DOCUMENT:

------------------------

Some years ago, during the administration of Bush II, I read a book about Emperor Justinian. It was mildly interesting about Justinian but what stuck most firmly in my memory was author James O'Donnell's attitude toward the Middle East. He seemed to regard it as a boiling cauldron of violent hate destined to consume all its residents while spitting the occasional hot bubble of fury at the rest of us:
The strangest section of The Ruin of the Roman Empire comes next, in which O’Donnell ponders the shape of empires and asserts that Rome was really the wrong configuration all along. The right sort of empire, in his view, is one like the Ottoman Empire or Alexander’s, that is, one that controls the entire Near East from Persia to the Aegean. O’Donnell does not really say why this would be better, beyond some unconvincing stuff about natural connections and different modes of transportation. The reason seems clear enough, though: O’Donnell longs for an empire that would encompass all the dangerous religious fanatics whose boiling anger threatens the modern world. If the Israelis and Palestinians were both under the thumb of some great ruler like Mehmet the Conqueror – a favorite of O’Donnell’s, it seems – we would not have to worry about boundaries between them or terrorist attacks by one on the other. Under these wise emperors, tolerance was the order of the day, and people of different religions and ethnicities lived harmoniously together in great cities like Alexandria, Baghdad, Damascus, and Istanbul. But we moderns have “failed to build a society that could bring together Europe, Africa, and reaches of Asia in neighborly respect.”
Complaints about democracy are of course as old as democracy. Today I want to focus on one: the dissatisfaction with democracy as a means of achieving equality and peace between people of different ethnic groups. Many people of our own age seem to have little regard for democracy and much more interest in “neighborly respect,” and I often read things implying that democracy not accompanied by racial equality and harmony is at best a sham but more likely something far more sinister. To people like James O'Donnell, the fact that Israel is a democracy is a ludicrous distraction from the looming crises of religious strife, terrorism, and war. Better a tyrant like Mehmet who oppresses everyone equally than a bunch of squabbling, ethnically defined democracies.
If you followed the debate that led up to the Brexit vote, you might have noticed that it was mostly about identity vs. openness, with a lot of speculation about economic benefits or harms thrown in. What is to me the real reason to oppose the EU, that it is undemocratic, got little attention. It especially got little attention among the young and liberal, for whom the vote was all about openness vs. racism. Better, to woke Britons, to be part of a multi-national empire than a small democratic state tainted by xenophobia.
One of my themes here has been the growing contempt on the left for the American Revolution. The establishment of a white man's democracy is something that just doesn't impress many people in the 21st century. For many of my contemporaries, it would have been better to remain under the thumb of King George than to establish an independent state founded on racial oppression. I regularly read articles by people who seem to know only one thing about British history before 1900, that the empire abolished slavery in 1833.

------------------------

Dataset records:

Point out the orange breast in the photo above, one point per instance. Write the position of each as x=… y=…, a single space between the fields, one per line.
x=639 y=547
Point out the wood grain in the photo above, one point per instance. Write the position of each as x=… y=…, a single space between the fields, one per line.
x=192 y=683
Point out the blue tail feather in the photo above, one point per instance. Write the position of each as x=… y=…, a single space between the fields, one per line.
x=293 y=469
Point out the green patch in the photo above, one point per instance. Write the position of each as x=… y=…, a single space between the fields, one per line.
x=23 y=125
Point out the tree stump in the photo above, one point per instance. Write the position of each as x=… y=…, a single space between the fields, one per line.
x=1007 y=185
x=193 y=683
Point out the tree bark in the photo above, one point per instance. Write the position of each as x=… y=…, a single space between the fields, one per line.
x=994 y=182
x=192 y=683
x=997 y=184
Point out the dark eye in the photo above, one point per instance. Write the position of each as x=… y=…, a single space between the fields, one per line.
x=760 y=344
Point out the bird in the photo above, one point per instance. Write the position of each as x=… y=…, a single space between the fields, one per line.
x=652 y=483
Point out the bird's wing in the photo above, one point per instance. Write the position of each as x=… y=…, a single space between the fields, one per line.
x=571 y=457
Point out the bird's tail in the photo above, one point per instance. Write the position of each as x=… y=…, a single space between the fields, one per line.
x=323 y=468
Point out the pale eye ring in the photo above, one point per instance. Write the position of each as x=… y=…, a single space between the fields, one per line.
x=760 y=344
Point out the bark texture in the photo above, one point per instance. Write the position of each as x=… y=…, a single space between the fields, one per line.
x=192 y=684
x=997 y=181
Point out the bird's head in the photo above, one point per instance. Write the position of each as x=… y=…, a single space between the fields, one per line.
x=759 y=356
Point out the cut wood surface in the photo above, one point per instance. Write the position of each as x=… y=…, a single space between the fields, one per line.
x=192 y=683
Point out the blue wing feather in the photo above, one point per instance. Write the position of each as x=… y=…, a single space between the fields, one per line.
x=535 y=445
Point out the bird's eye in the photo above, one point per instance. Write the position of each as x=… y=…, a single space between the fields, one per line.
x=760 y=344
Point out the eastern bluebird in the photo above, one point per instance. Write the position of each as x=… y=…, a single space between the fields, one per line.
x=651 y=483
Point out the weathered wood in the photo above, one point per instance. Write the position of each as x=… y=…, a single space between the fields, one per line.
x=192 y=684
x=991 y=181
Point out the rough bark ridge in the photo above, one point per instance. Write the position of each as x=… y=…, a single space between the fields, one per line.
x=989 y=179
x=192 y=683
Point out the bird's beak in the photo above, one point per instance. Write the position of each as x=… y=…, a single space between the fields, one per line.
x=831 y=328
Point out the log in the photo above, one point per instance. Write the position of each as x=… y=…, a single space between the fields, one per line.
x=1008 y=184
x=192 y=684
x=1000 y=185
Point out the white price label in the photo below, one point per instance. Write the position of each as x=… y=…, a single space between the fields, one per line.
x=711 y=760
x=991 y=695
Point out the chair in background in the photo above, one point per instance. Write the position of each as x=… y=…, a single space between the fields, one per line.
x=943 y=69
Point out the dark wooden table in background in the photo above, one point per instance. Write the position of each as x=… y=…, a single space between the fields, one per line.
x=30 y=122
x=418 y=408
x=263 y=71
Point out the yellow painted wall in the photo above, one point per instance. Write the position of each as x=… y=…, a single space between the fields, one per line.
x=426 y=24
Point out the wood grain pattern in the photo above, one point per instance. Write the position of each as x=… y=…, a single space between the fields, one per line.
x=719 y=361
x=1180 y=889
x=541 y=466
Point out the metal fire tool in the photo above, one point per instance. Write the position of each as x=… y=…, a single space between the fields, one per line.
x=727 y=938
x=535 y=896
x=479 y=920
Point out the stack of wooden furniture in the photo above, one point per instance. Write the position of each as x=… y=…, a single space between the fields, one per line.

------------------------

REQUIREMENTS:
1 – Reproduce word for word the passage of the essay on democracy and empire between "Complaints about democracy" and "ethnically defined democracies.", inclusive.
2 – Please resume the essay on democracy and empire, picking up after its final sentence.
The entries aren't needed for anything here.

RESPONSES:
1 –
Complaints about democracy are of course as old as democracy. Today I want to focus on one: the dissatisfaction with democracy as a means of achieving equality and peace between people of different ethnic groups. Many people of our own age seem to have little regard for democracy and much more interest in “neighborly respect,” and I often read things implying that democracy not accompanied by racial equality and harmony is at best a sham but more likely something far more sinister. To people like James O'Donnell, the fact that Israel is a democracy is a ludicrous distraction from the looming crises of religious strife, terrorism, and war. Better a tyrant like Mehmet who oppresses everyone equally than a bunch of squabbling, ethnically defined democracies.

2 –
I have to admit that the record of US democracy on racial issues is bad. Our framers are celebrated for, among other things, the spirit of compromise that led to the founding of a nation encompassing diverse societies and economies. But the basis of that compromise was anti-slavery forces accepting slavery in any state that wanted it, and on counting enslaved people as 2/5 of a human for apportioning votes. Many Americans now believe that wasn't worth it, and that people opposed to slavery should have rejoined the United Kingdom or tried to form their own nation rather than compromise with enslavers. It's hard to imagine how this alternative history would have worked out, but it at least would have spared whatever free America eventually emerged from the taint of slavery.
Early American politics was very much dominated by elites, partly by constitutional design and partly because all societies used to be that way. When populism really emerged as a political force, under Jackson, its chief aims were breaking the power of financial elites, displacing Indians, and extending slavery. More power for regular white men was explicitly framed in opposition, not just to elites, but to people of other races. It is an old story, going back at least to the first Democracy we know much about, in ancient Athens.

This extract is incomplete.